> **Task description**
Your answer must be the full set of entries, repeated exactly.

> **Entries supplied**
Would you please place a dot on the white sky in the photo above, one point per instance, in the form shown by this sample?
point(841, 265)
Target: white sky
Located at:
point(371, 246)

> **Response**
Would you please place a dot on the white sky in the photo above, one point per instance, in the form shown by this sample?
point(841, 265)
Target: white sky
Located at:
point(371, 246)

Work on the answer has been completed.